- _Given text_
····················

UPDATE: The total of high bids on spectrum when bidding resumed Thursday was more than $4.187 billion.

The day’s action started with bids increasing by $1.1 million in round 176, followed by a round upping the total by $1.2 million. After that, he bidding began dropping, with two sessions of around $500,000, followed by one of $298,000. Then Sasktel withdrew $8.4 million in high bids, including two 10Mhz licences in Ontario – way out of its home turf – and a 20Mhz piece of spectrum in Red Deer, Alta.

The following round Telus had recaptured the high bids on two of those licences, while Bell had the other. To close the day Bell withdrew three high bids of its own, including one it picked up from Sasktel.

In a research report written before the auction started, Collins said Industry Canada’s decision to tilt the rules and reserve spectrum for new entrants doesn’t mean the high prices we pay for wireless will change, and he hasn’t changed his mind.

The new rules still mean that the major incumbents – Bell Mobility, Rogers Communications and Telus Mobility – will own 60 per cent of the spectrum up for sale, he pointed out. As of this morning [July 3], of all participants Rogers had the highest bids, $944 million on 54 licences, followed by Telus ($853 million on 58 licences) and Bell ($720 million on 54 licences). The fourth highest bidder was new entrant Quebecor ($563 million on 17 licences) and then Globalive ($442 million on 29 licences).

As things stand now, for a developed Western economy the Canadian wireless market is well behinds its peers in the United States and Europe, Collins said. Wireless penetration is only around 60 per cent, and we pay more than people in most Western countries. That wasn’t the case here some eight or nine years ago, he added.

“In less than a decade we’ve seen the country take a step backwards in terms of providing innovative mobile services,” he felt before the auction started. And despite the stratospheric prices the bidding has generated, “I don’t feel that basic hypothesis has changed yet.”

“The fact that there will be some new entrants does not necessarily mean there will be the kind of innovation and competition to quickly change what’s happening.” That will happen when providers increase home phone/television/wireless bundles, he said, pushing down prices.

Among newcomers in the auction who will be able to do that are cablecos Shaw, Bragg Comnunications and Quebecor.

But the real push on incumbents to lower their prices will come with the emergence of new location-based and social networking data services, Collins said.

····················

- _Given entries_
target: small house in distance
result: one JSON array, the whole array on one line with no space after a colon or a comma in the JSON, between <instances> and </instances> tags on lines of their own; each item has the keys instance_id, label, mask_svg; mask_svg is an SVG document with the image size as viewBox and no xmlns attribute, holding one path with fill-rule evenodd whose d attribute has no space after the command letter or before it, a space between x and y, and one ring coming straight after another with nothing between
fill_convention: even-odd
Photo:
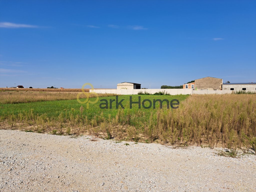
<instances>
[{"instance_id":1,"label":"small house in distance","mask_svg":"<svg viewBox=\"0 0 256 192\"><path fill-rule=\"evenodd\" d=\"M256 83L224 83L222 85L222 90L255 91Z\"/></svg>"},{"instance_id":2,"label":"small house in distance","mask_svg":"<svg viewBox=\"0 0 256 192\"><path fill-rule=\"evenodd\" d=\"M139 89L141 84L128 82L123 82L117 84L118 89Z\"/></svg>"},{"instance_id":3,"label":"small house in distance","mask_svg":"<svg viewBox=\"0 0 256 192\"><path fill-rule=\"evenodd\" d=\"M222 79L208 77L196 79L194 83L184 84L183 88L198 90L221 90L222 82ZM190 88L189 88L190 87Z\"/></svg>"},{"instance_id":4,"label":"small house in distance","mask_svg":"<svg viewBox=\"0 0 256 192\"><path fill-rule=\"evenodd\" d=\"M195 89L195 82L184 84L183 85L183 89Z\"/></svg>"}]
</instances>

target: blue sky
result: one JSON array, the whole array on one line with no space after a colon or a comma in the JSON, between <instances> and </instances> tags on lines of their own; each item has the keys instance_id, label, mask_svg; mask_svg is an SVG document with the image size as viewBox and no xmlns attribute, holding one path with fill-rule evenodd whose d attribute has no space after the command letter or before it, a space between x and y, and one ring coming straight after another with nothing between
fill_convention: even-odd
<instances>
[{"instance_id":1,"label":"blue sky","mask_svg":"<svg viewBox=\"0 0 256 192\"><path fill-rule=\"evenodd\" d=\"M0 87L256 82L256 1L0 1Z\"/></svg>"}]
</instances>

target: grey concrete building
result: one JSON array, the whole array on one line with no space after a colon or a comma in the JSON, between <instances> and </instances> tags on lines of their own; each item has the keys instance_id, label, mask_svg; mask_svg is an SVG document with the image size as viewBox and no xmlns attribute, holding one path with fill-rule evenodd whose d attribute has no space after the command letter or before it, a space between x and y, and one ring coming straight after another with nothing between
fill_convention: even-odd
<instances>
[{"instance_id":1,"label":"grey concrete building","mask_svg":"<svg viewBox=\"0 0 256 192\"><path fill-rule=\"evenodd\" d=\"M195 89L198 90L221 90L222 79L208 77L195 80Z\"/></svg>"},{"instance_id":2,"label":"grey concrete building","mask_svg":"<svg viewBox=\"0 0 256 192\"><path fill-rule=\"evenodd\" d=\"M222 84L222 90L231 90L234 91L243 90L255 91L256 83L224 83Z\"/></svg>"},{"instance_id":3,"label":"grey concrete building","mask_svg":"<svg viewBox=\"0 0 256 192\"><path fill-rule=\"evenodd\" d=\"M141 84L128 82L123 82L117 84L118 89L138 89L141 88Z\"/></svg>"}]
</instances>

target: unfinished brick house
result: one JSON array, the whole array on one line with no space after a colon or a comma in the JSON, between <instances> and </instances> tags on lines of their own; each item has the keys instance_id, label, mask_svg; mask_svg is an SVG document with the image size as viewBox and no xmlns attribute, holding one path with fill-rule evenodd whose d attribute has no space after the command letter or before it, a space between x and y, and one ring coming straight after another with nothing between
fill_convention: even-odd
<instances>
[{"instance_id":1,"label":"unfinished brick house","mask_svg":"<svg viewBox=\"0 0 256 192\"><path fill-rule=\"evenodd\" d=\"M222 82L222 79L208 77L196 79L194 83L184 84L183 88L197 90L221 90Z\"/></svg>"},{"instance_id":2,"label":"unfinished brick house","mask_svg":"<svg viewBox=\"0 0 256 192\"><path fill-rule=\"evenodd\" d=\"M195 89L195 82L184 84L183 85L183 89Z\"/></svg>"}]
</instances>

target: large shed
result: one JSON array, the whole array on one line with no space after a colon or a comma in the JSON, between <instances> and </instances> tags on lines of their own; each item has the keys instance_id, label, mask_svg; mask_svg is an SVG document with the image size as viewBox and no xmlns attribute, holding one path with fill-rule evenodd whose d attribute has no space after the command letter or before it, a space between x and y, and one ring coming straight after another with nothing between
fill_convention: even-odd
<instances>
[{"instance_id":1,"label":"large shed","mask_svg":"<svg viewBox=\"0 0 256 192\"><path fill-rule=\"evenodd\" d=\"M254 92L256 91L256 83L224 83L222 85L222 90Z\"/></svg>"},{"instance_id":2,"label":"large shed","mask_svg":"<svg viewBox=\"0 0 256 192\"><path fill-rule=\"evenodd\" d=\"M221 90L222 79L208 77L195 80L195 87L198 90Z\"/></svg>"},{"instance_id":3,"label":"large shed","mask_svg":"<svg viewBox=\"0 0 256 192\"><path fill-rule=\"evenodd\" d=\"M138 89L141 88L141 84L129 82L123 82L117 84L118 89Z\"/></svg>"}]
</instances>

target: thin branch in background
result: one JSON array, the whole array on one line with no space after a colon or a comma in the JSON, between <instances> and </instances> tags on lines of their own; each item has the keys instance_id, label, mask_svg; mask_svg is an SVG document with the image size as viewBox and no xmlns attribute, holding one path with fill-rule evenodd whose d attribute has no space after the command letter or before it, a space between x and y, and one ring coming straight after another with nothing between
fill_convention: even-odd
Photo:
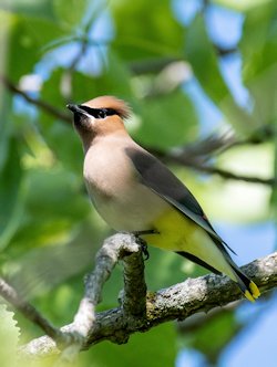
<instances>
[{"instance_id":1,"label":"thin branch in background","mask_svg":"<svg viewBox=\"0 0 277 367\"><path fill-rule=\"evenodd\" d=\"M43 109L48 114L59 118L60 120L63 120L65 123L71 124L71 117L57 109L52 105L38 99L30 97L25 92L18 88L11 81L9 81L7 77L0 77L0 81L6 85L6 87L14 93L21 95L27 102L38 106L39 108ZM260 136L259 136L260 134ZM219 149L220 151L224 151L226 149L229 149L234 146L239 145L247 145L247 144L260 144L268 139L270 139L274 136L274 128L271 126L265 126L259 132L255 132L248 139L238 140L235 139L234 136L225 137L225 138L217 138L217 137L208 137L207 139L204 139L202 141L197 141L191 146L183 147L179 153L164 153L157 149L153 149L151 147L147 147L147 149L160 157L164 162L174 162L178 164L185 167L194 168L201 172L209 174L209 175L218 175L225 179L233 179L233 180L242 180L245 182L250 184L261 184L267 186L275 186L276 179L275 178L259 178L259 177L248 177L244 175L236 175L234 172L217 168L215 166L208 166L205 164L207 160L207 155L215 154Z\"/></svg>"},{"instance_id":2,"label":"thin branch in background","mask_svg":"<svg viewBox=\"0 0 277 367\"><path fill-rule=\"evenodd\" d=\"M0 76L0 81L4 84L4 86L13 94L21 95L27 102L35 105L37 107L41 108L45 113L71 124L70 115L59 111L58 108L53 107L51 104L41 101L39 98L31 97L28 93L21 91L16 84L13 84L8 77Z\"/></svg>"},{"instance_id":3,"label":"thin branch in background","mask_svg":"<svg viewBox=\"0 0 277 367\"><path fill-rule=\"evenodd\" d=\"M137 252L137 244L134 245L134 238L122 239L123 234L116 234L107 239L112 263L126 253ZM123 249L120 250L122 241ZM101 250L100 250L101 251ZM116 260L117 256L117 260ZM129 261L132 255L126 255L124 261ZM242 268L259 286L260 292L273 290L277 286L277 252L264 259L255 260ZM109 274L110 275L110 274ZM138 292L140 290L134 290ZM132 317L124 313L122 306L95 314L95 322L88 334L83 348L88 349L92 345L109 339L116 344L126 343L131 334L145 332L158 324L172 319L185 319L199 312L207 312L218 305L224 306L230 302L242 300L243 294L237 285L227 276L208 274L197 279L187 279L185 282L173 285L157 292L151 292L146 298L146 315ZM74 323L65 325L62 331L74 331ZM43 336L31 340L21 349L22 355L45 356L59 353L53 340Z\"/></svg>"}]
</instances>

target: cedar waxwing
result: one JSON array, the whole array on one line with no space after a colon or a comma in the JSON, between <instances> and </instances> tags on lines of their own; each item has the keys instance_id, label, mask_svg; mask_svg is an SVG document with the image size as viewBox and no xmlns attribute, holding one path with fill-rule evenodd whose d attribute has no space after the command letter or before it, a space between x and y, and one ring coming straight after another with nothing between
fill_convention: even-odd
<instances>
[{"instance_id":1,"label":"cedar waxwing","mask_svg":"<svg viewBox=\"0 0 277 367\"><path fill-rule=\"evenodd\" d=\"M227 252L191 191L158 159L137 145L123 120L127 105L101 96L68 105L85 153L83 175L93 205L116 231L175 251L216 274L235 281L249 301L259 290ZM229 249L229 248L228 248ZM230 250L230 249L229 249Z\"/></svg>"}]
</instances>

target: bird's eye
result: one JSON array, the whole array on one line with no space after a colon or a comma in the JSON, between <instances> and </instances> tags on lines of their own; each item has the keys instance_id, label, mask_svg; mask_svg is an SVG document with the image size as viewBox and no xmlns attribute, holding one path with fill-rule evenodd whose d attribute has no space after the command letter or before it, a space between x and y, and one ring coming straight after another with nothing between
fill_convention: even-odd
<instances>
[{"instance_id":1,"label":"bird's eye","mask_svg":"<svg viewBox=\"0 0 277 367\"><path fill-rule=\"evenodd\" d=\"M99 118L105 118L106 117L106 111L105 109L100 109L99 111Z\"/></svg>"}]
</instances>

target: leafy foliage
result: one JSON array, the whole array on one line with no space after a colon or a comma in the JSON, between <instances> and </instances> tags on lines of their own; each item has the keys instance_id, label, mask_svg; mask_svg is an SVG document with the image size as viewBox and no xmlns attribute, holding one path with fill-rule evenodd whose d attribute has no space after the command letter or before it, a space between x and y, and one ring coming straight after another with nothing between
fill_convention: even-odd
<instances>
[{"instance_id":1,"label":"leafy foliage","mask_svg":"<svg viewBox=\"0 0 277 367\"><path fill-rule=\"evenodd\" d=\"M127 123L134 138L166 154L201 139L204 126L213 132L199 99L186 88L196 83L206 103L216 105L222 114L220 126L227 126L238 139L256 136L256 141L269 140L267 145L260 144L260 150L252 148L256 151L255 161L266 161L256 165L250 174L273 175L269 158L273 160L270 132L276 129L277 116L276 1L203 1L191 23L177 21L176 3L1 2L0 40L6 52L0 55L0 76L19 85L34 101L47 104L30 103L14 91L11 93L4 83L0 85L1 272L57 325L72 319L82 294L82 276L91 269L94 253L110 229L91 209L86 197L81 144L68 119L57 117L59 114L53 114L49 105L66 116L65 104L71 101L117 95L134 108L134 118ZM240 11L244 17L242 38L234 49L242 56L243 82L250 99L247 106L237 102L220 67L229 52L220 53L207 27L208 11L219 9L218 4ZM182 71L176 65L182 65ZM236 158L234 165L236 154L244 159ZM205 159L215 167L249 174L253 156L248 146L243 145L220 157L212 151ZM202 161L203 157L199 158ZM249 198L242 193L245 209L238 216L237 192L254 192L247 184L226 184L218 177L203 180L195 171L172 168L214 219L259 222L268 218L265 216L270 188L255 187ZM266 210L257 209L255 202ZM146 263L150 290L202 272L175 254L156 249L151 250ZM121 287L117 266L105 285L101 310L116 305ZM0 327L0 334L7 334L1 340L7 342L9 356L0 352L0 357L8 363L8 357L14 358L19 333L3 306L1 317L4 322L0 324L8 325L8 332ZM38 335L35 327L30 328L20 315L17 318L25 339ZM239 328L232 311L204 322L184 344L216 363ZM209 338L215 329L216 338ZM176 354L174 326L162 325L147 334L134 335L125 346L100 344L83 353L79 365L91 366L93 360L93 366L141 366L143 353L144 366L156 366L157 358L170 366Z\"/></svg>"}]
</instances>

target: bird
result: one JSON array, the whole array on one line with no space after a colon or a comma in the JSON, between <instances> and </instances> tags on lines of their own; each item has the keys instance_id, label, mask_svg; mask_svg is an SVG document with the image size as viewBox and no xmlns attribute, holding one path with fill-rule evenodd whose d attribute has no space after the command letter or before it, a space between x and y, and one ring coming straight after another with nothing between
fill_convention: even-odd
<instances>
[{"instance_id":1,"label":"bird","mask_svg":"<svg viewBox=\"0 0 277 367\"><path fill-rule=\"evenodd\" d=\"M66 107L83 145L84 182L104 221L115 231L135 234L142 243L228 275L255 302L260 295L257 285L235 264L232 249L193 193L127 133L129 104L104 95Z\"/></svg>"}]
</instances>

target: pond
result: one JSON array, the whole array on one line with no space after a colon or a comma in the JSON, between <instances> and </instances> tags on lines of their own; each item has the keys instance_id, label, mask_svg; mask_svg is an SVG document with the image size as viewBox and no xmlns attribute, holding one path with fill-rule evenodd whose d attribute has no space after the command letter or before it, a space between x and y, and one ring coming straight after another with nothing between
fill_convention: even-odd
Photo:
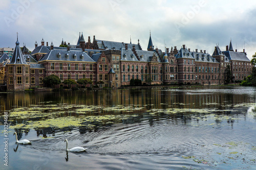
<instances>
[{"instance_id":1,"label":"pond","mask_svg":"<svg viewBox=\"0 0 256 170\"><path fill-rule=\"evenodd\" d=\"M1 93L0 169L255 168L255 101L240 86Z\"/></svg>"}]
</instances>

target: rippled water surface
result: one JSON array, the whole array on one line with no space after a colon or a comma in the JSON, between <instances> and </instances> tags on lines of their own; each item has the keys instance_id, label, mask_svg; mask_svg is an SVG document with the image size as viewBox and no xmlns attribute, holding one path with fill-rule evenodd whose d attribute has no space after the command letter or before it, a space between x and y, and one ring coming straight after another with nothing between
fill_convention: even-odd
<instances>
[{"instance_id":1,"label":"rippled water surface","mask_svg":"<svg viewBox=\"0 0 256 170\"><path fill-rule=\"evenodd\" d=\"M0 93L0 169L254 169L255 98L239 86ZM65 139L88 149L67 153Z\"/></svg>"}]
</instances>

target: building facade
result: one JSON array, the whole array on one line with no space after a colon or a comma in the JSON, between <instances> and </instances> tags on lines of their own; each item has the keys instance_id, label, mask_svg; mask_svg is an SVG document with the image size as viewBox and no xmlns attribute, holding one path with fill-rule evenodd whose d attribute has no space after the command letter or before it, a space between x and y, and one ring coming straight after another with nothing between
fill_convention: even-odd
<instances>
[{"instance_id":1,"label":"building facade","mask_svg":"<svg viewBox=\"0 0 256 170\"><path fill-rule=\"evenodd\" d=\"M62 43L67 45L63 40ZM68 43L64 47L54 46L52 42L50 46L46 44L44 39L41 45L36 42L35 49L29 54L25 46L20 50L17 38L9 62L5 55L0 57L0 62L3 61L1 70L6 70L3 79L6 80L8 90L44 87L42 80L51 75L61 80L56 88L66 86L63 82L66 79L77 81L86 78L101 87L129 85L132 79L148 84L220 85L225 83L228 65L232 80L238 82L249 76L252 69L244 50L234 52L231 41L225 51L215 46L212 55L205 50L190 51L185 45L179 50L175 46L163 52L154 48L151 35L147 51L142 50L139 40L138 44L125 43L98 40L94 36L92 42L90 37L86 42L82 33L76 45Z\"/></svg>"}]
</instances>

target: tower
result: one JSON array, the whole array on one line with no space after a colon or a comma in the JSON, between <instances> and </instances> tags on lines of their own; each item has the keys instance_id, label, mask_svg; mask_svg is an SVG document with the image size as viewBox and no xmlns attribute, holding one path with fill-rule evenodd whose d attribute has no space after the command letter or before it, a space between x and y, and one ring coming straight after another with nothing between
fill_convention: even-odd
<instances>
[{"instance_id":1,"label":"tower","mask_svg":"<svg viewBox=\"0 0 256 170\"><path fill-rule=\"evenodd\" d=\"M151 32L150 33L150 40L148 41L148 45L147 45L147 51L151 51L154 50L153 43L151 39Z\"/></svg>"},{"instance_id":2,"label":"tower","mask_svg":"<svg viewBox=\"0 0 256 170\"><path fill-rule=\"evenodd\" d=\"M6 67L7 91L24 91L30 87L30 65L26 62L19 47L18 33L12 59Z\"/></svg>"}]
</instances>

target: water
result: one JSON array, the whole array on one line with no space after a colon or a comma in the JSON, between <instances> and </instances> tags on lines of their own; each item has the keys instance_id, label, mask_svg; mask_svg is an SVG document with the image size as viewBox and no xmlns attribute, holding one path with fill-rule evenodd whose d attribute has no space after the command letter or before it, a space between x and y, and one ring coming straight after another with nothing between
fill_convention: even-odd
<instances>
[{"instance_id":1,"label":"water","mask_svg":"<svg viewBox=\"0 0 256 170\"><path fill-rule=\"evenodd\" d=\"M239 86L0 93L0 168L255 168L255 99ZM65 139L89 149L67 153Z\"/></svg>"}]
</instances>

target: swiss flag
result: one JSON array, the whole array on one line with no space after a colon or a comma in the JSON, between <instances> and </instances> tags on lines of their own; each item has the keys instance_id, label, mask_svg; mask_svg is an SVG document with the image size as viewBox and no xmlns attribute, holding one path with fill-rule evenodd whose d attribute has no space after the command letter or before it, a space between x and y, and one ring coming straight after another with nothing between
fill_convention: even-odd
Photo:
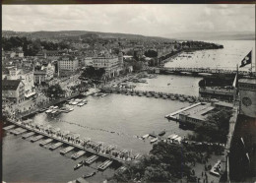
<instances>
[{"instance_id":1,"label":"swiss flag","mask_svg":"<svg viewBox=\"0 0 256 183\"><path fill-rule=\"evenodd\" d=\"M248 65L248 64L251 63L251 52L252 52L252 51L250 51L250 52L242 59L240 67L244 67L244 66L246 66L246 65Z\"/></svg>"}]
</instances>

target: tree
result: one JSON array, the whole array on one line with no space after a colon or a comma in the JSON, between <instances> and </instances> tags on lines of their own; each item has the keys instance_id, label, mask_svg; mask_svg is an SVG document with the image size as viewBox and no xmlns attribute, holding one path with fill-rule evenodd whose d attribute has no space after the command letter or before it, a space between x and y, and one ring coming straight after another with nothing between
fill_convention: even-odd
<instances>
[{"instance_id":1,"label":"tree","mask_svg":"<svg viewBox=\"0 0 256 183\"><path fill-rule=\"evenodd\" d=\"M145 51L145 56L154 58L158 56L158 52L150 49L148 51Z\"/></svg>"},{"instance_id":2,"label":"tree","mask_svg":"<svg viewBox=\"0 0 256 183\"><path fill-rule=\"evenodd\" d=\"M59 84L55 86L50 86L46 92L46 96L48 96L51 99L58 99L62 97L65 94L65 91L63 91Z\"/></svg>"},{"instance_id":3,"label":"tree","mask_svg":"<svg viewBox=\"0 0 256 183\"><path fill-rule=\"evenodd\" d=\"M86 68L86 70L82 73L81 77L94 80L102 80L104 74L105 70L103 68L95 69L94 67L90 66Z\"/></svg>"}]
</instances>

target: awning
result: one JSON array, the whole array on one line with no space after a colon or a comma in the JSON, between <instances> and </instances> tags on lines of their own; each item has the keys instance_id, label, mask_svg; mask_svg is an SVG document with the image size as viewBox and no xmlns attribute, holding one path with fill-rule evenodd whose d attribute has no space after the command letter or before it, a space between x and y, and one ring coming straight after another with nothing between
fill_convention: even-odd
<instances>
[{"instance_id":1,"label":"awning","mask_svg":"<svg viewBox=\"0 0 256 183\"><path fill-rule=\"evenodd\" d=\"M29 93L29 94L25 94L25 97L31 97L31 96L32 96L33 94L35 94L35 92L31 92L31 93Z\"/></svg>"}]
</instances>

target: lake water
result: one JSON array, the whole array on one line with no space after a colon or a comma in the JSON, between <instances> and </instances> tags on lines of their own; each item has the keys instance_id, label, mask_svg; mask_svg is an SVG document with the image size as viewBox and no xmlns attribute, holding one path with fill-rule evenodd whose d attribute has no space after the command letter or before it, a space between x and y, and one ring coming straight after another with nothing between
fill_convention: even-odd
<instances>
[{"instance_id":1,"label":"lake water","mask_svg":"<svg viewBox=\"0 0 256 183\"><path fill-rule=\"evenodd\" d=\"M213 69L235 70L236 65L240 65L242 59L253 50L252 63L255 71L255 41L254 40L220 40L212 41L223 44L224 49L212 49L195 51L193 54L182 53L178 57L170 59L172 62L165 63L164 67L204 67ZM186 56L191 56L188 58ZM184 57L183 57L184 56ZM247 65L239 68L241 71L248 71L251 68Z\"/></svg>"},{"instance_id":2,"label":"lake water","mask_svg":"<svg viewBox=\"0 0 256 183\"><path fill-rule=\"evenodd\" d=\"M166 63L165 67L232 69L254 46L254 41L218 41L218 43L223 43L224 48L196 51L191 58L177 57L177 60ZM249 66L246 66L244 69L248 68ZM160 75L156 79L147 79L148 84L136 84L136 89L198 95L200 80L200 77ZM179 129L178 124L164 118L164 115L188 106L187 102L123 94L109 94L105 97L89 96L87 99L89 100L87 105L74 106L74 111L70 113L63 113L54 118L40 113L32 120L37 124L51 125L78 133L81 137L103 142L104 145L116 145L117 149L129 150L135 154L148 153L152 149L150 140L144 142L136 136L158 134L164 129L165 137L172 133L180 136L191 133ZM39 142L32 144L29 140L22 140L20 136L4 134L3 180L67 182L95 171L94 168L104 160L99 159L93 163L92 167L84 166L74 171L74 165L90 154L75 161L70 158L74 152L63 156L59 154L59 150L61 148L51 152L47 148L39 147ZM103 181L113 175L117 167L113 164L88 180Z\"/></svg>"}]
</instances>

····················

- _What this exercise asks_
1. Do these statements agree with the spectrum auction text? Answer yes or no for each, quoting the deciding words. (a) As of July 3, Rogers held the highest bids of all participants. (b) Sasktel's withdrawn high bids included three 10Mhz licences in Ontario. (c) Wireless penetration in Canada is around 60 per cent.
2. Copy out the spectrum auction text beginning at the words "In a research" and stopping after "on 29 licences).", substituting "the federal government" for "Industry Canada".

- _Results_
1.
(a) Yes: "Rogers had the highest bids, $944 million on 54 licences"
(b) No: "including two 10Mhz licences in Ontario"
(c) Yes: "Wireless penetration is only around 60 per cent"

2.
In a research report written before the auction started, Collins said the federal government’s decision to tilt the rules and reserve spectrum for new entrants doesn’t mean the high prices we pay for wireless will change, and he hasn’t changed his mind.

The new rules still mean that the major incumbents – Bell Mobility, Rogers Communications and Telus Mobility – will own 60 per cent of the spectrum up for sale, he pointed out. As of this morning [July 3], of all participants Rogers had the highest bids, $944 million on 54 licences, followed by Telus ($853 million on 58 licences) and Bell ($720 million on 54 licences). The fourth highest bidder was new entrant Quebecor ($563 million on 17 licences) and then Globalive ($442 million on 29 licences).